On June 5, Google’s DeepMind released two new papers exploring how deep neural networks can perform complicated relational reasoning with unstructured data. The London-based artificial intelligence company introduced its Relation Network (RN) module and a Visual Interaction Network (VIN) that achieved superhuman performance in specific tests.

CLEVR is a visual QA dataset that requires models to perform tasks like counting, comparing and querying. In CLEVR, neural networks equipped with RN showed a better performance (95.5%) than humans (92.5%).

An illustrative example from the CLEVR dataset of relational reasoning. Credit DeepMind.

The ability to reason out the relationships between entities and their properties is central to generally intelligent behaviour. It distinguishes humans from most animals and machines, enabling for example a detective to piece together evidence from a murder scene and deduce the culprit; or a teenager to buy their friend a birthday gift that suits their style or interests.

__Problems__.
A. List every task that the DeepMind passage says CLEVR requires models to perform.
B. Please extract the DeepMind passage word for word from "On June 5, Google’s" to "than humans (92.5%).".

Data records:
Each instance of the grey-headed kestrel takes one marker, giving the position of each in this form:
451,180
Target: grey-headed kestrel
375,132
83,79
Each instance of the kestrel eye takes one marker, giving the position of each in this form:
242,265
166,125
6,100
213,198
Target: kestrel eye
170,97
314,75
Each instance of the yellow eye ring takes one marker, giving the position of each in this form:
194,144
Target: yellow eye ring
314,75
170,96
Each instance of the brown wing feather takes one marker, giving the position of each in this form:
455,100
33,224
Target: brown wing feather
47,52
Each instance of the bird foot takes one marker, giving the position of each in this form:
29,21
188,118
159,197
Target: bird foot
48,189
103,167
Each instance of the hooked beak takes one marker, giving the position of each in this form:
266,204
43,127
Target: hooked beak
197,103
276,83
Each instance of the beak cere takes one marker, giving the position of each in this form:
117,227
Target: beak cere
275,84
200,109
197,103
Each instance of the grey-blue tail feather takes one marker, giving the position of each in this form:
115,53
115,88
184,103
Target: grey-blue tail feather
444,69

__In response__.
A. counting, comparing, querying

B.
On June 5, Google’s DeepMind released two new papers exploring how deep neural networks can perform complicated relational reasoning with unstructured data. The London-based artificial intelligence company introduced its Relation Network (RN) module and a Visual Interaction Network (VIN) that achieved superhuman performance in specific tests.

CLEVR is a visual QA dataset that requires models to perform tasks like counting, comparing and querying. In CLEVR, neural networks equipped with RN showed a better performance (95.5%) than humans (92.5%).